◆ Exercise:
Reproduce only the part of the listing that opens with the line containing "the dark brown" and runs through the end of the listing, requests included. Scale every x and y point coordinate in the answers by 0.9, rounding to whole numbers with halves rounded up.

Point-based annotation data

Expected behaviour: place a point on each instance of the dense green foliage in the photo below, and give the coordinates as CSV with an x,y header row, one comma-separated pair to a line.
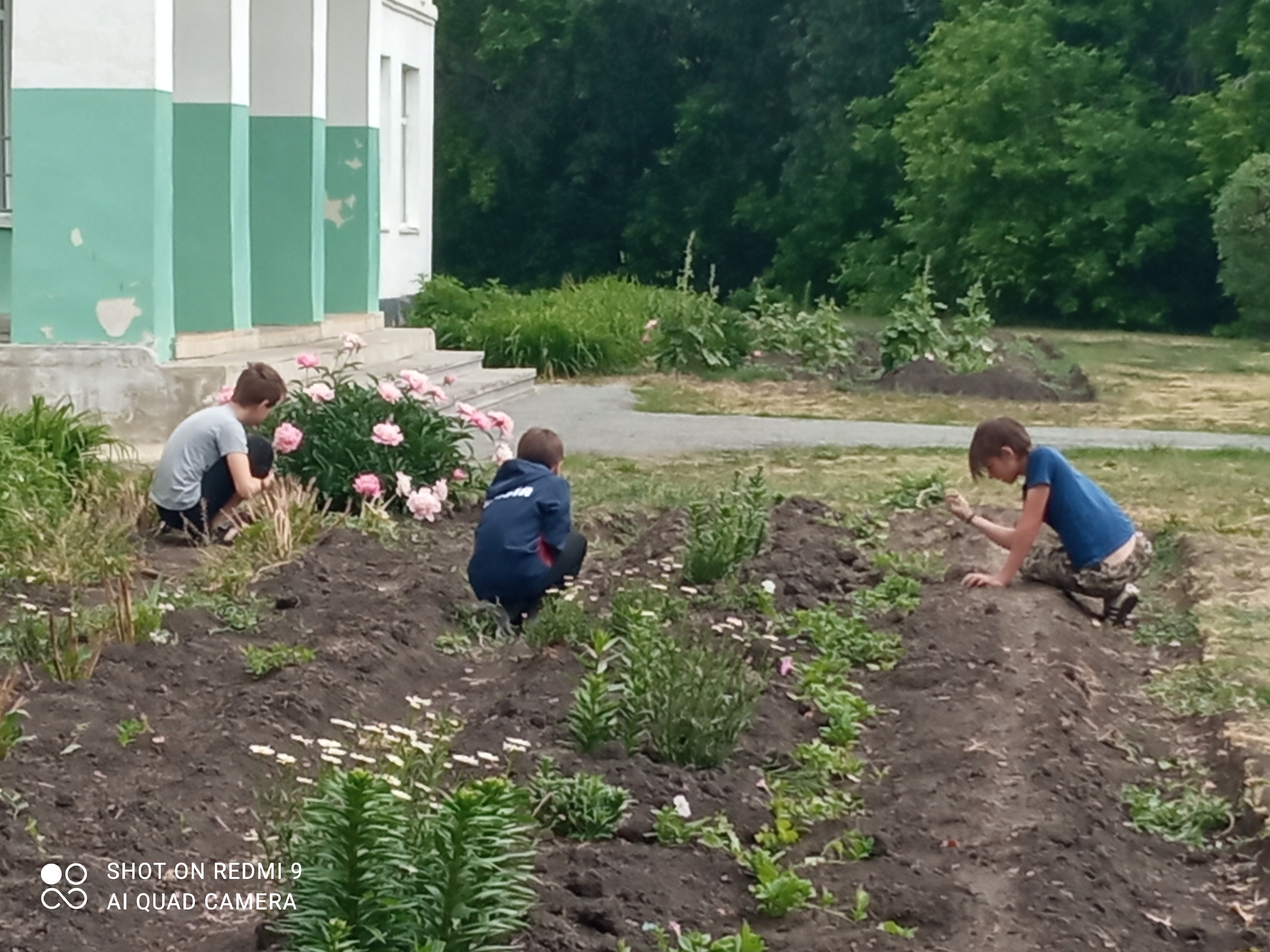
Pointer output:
x,y
1067,153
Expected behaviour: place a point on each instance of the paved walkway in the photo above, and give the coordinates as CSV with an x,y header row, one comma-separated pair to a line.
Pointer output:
x,y
602,419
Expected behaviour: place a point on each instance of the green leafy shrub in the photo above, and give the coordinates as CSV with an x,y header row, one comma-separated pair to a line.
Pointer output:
x,y
1185,817
728,530
1241,223
581,806
916,329
338,417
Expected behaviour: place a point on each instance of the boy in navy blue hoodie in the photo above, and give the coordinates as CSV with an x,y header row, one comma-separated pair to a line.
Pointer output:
x,y
525,543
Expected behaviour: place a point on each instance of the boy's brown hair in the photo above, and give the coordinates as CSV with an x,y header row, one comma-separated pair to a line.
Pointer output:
x,y
259,384
542,446
994,436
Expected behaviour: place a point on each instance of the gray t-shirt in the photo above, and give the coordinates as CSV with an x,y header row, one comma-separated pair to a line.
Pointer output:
x,y
194,449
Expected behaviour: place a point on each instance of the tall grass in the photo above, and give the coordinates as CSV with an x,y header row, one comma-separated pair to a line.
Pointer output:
x,y
597,327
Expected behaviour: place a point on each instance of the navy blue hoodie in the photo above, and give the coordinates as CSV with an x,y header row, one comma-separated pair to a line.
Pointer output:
x,y
524,527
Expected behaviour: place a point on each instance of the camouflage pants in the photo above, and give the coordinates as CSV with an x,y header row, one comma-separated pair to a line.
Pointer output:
x,y
1048,563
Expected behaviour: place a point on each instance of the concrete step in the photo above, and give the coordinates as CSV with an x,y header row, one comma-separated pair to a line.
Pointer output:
x,y
395,347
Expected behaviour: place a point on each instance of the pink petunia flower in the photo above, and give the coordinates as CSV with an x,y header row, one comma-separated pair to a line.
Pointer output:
x,y
503,422
423,504
288,438
368,485
321,393
388,435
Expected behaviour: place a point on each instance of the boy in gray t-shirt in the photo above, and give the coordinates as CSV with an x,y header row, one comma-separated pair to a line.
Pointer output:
x,y
210,464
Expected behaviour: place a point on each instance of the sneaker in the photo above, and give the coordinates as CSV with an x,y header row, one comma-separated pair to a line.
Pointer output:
x,y
1117,610
499,616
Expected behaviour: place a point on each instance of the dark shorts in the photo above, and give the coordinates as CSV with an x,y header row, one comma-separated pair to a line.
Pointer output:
x,y
219,489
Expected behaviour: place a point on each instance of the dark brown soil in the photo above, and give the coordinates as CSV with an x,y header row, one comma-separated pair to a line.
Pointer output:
x,y
1032,375
994,790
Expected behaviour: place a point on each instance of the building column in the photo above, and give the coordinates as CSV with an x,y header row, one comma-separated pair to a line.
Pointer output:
x,y
211,165
289,159
92,160
352,201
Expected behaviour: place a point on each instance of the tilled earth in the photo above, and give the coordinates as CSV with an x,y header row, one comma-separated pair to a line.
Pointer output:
x,y
992,790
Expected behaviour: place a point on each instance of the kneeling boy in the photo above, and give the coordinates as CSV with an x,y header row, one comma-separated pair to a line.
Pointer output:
x,y
1100,554
525,543
210,464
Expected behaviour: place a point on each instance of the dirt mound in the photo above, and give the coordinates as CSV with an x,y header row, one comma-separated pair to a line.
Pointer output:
x,y
1011,380
992,779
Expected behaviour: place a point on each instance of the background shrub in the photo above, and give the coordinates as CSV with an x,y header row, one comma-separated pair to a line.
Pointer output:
x,y
1241,223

◆ Reply to the exercise:
Expected behaviour: place a point on each instance of the dark brown soil in the photo above, and give the coordinates as CSV with an x,y header row, one comma-separated pair to a line.
Pointer output:
x,y
929,338
895,711
Expected behaviour: place a point on each instance of the building column in the photo above, and give the coordinates as CSV with an x,y header row, one comma-separated pair to a line.
Pointer output:
x,y
190,149
260,143
83,144
317,181
Expected behaviour: place a point on each instance of the tilled earth in the photo above, and give the coordinates as CSV with an x,y header row, one comma-separated pair to a line.
Pointer output:
x,y
893,711
Expected behaviour: place a point on each instance of the kneeling boy in the photo above, and give the coordinates as CSV with an x,y header row, one comma-separated pair to a line.
Pointer output:
x,y
990,499
473,489
189,418
Expected behaviour: place a point on each instance of the dirt mound in the photo above, and give the coordinates as CSV with an x,y header row, one comma-separated pair to a line.
Pointer output:
x,y
910,342
893,701
Expected behaviour: place a point on each instance of the background shrub in the photo above, and give the coordinates as CSV with an x,y header row, one comma-separated pair to a line.
Pointer output:
x,y
1117,201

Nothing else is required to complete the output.